▶ [QUESTIONS]
1. Duplicate everything in the opinion piece on intolerance from "Photo credit: i4cp" down to "and say something.".
2. Go on with the opinion piece on intolerance, picking up after its final sentence.

Trump the intolerance, it’s time to change

Photo credit: i4cp

Are you tired of the disunity that’s pervasive in our nation today? I am and hope you are because the time to sit on the sidelines of this conflict—the conflict between what’s good and decent and what’s vile and hateful—is over. It’s time for those of us who’ve been quietly witnessing the disintegration of our bond as citizens of the United States of America to speak up and say something.

In social media terms, I’m what’s known as a listener, one who flies under the radar and doesn’t post or comment often. Sometimes, I’ll like a post but won’t actually click the “like” button. Funny thing about this is that I’m on social media, especially Facebook, often. There are times I won’t “like” a post because I don’t want the headache that comes with “supporting” a viewpoint that differs from the popular anti-Donald Trump, anti-conservative, think-as-I-think-or-else mentalities. On social media, expressing an unpopular point of view (or agreeing with one) opens you up to the actions and comments of a variety of groups.

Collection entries
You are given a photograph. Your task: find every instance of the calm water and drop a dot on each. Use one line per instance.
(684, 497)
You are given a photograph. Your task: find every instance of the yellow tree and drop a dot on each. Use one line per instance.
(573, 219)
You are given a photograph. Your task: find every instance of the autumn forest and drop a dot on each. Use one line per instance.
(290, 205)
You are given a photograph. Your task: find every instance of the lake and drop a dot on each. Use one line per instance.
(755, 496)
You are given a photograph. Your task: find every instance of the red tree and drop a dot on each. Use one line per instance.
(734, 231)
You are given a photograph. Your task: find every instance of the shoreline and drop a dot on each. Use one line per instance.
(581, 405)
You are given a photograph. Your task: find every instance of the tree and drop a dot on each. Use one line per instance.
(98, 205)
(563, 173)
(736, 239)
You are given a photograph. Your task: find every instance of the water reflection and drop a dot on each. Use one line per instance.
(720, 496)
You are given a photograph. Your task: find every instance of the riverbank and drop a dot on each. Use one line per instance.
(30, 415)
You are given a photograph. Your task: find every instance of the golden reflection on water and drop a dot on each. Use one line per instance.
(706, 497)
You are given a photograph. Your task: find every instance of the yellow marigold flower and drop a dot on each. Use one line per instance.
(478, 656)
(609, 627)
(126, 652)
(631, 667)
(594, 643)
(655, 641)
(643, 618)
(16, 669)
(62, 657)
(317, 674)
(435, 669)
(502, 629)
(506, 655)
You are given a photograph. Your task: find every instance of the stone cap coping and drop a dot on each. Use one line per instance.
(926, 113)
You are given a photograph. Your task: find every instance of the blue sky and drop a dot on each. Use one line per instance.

▶ [RESPONSES]
1.
Photo credit: i4cp

Are you tired of the disunity that’s pervasive in our nation today? I am and hope you are because the time to sit on the sidelines of this conflict—the conflict between what’s good and decent and what’s vile and hateful—is over. It’s time for those of us who’ve been quietly witnessing the disintegration of our bond as citizens of the United States of America to speak up and say something.

2.
Case in point: In 2016, I reconnected on Facebook with someone I went to high school with. This person was active in expressing disdain and a lack of support for Donald Trump. I found this person’s posts hate-filled and divisive to our society.

On Inauguration Day 2017, this former classmate posted something especially hate-filled and I commented with a quote from a religious leader, Gordon B. Hinckley, that promoted unity. As a result, this high school acquaintance unfriended me. No dialogue, no rebuttal, and—most glaringly—a lack of tolerance toward a differing opinion.
It’s sad that this is the level to which our society is sinking. Many view disagreeing as a personal affront and an indication that the disagreeing party is “racist,” “close-minded,” or (insert insult here).

A tipping point

I recently came across the following post on Facebook:

“I don’t loathe Trump because he’s a Republican. For me, this stopped being about politics long ago. I oppose him because he’s a horrific human being, a pathological liar, one of the most corrupt individuals I’ve ever come across, a racist, and an embarrassment to this country.”

I’ve seen this sentiment expressed a lot on social media, but I’ve got issues with a few things regarding these opinions.

  1. “Horrific human being…” Unless you know Donald Trump on a personal level and spend time with him, emotion and what you’re spoon-fed by the media drives this assessment of the man.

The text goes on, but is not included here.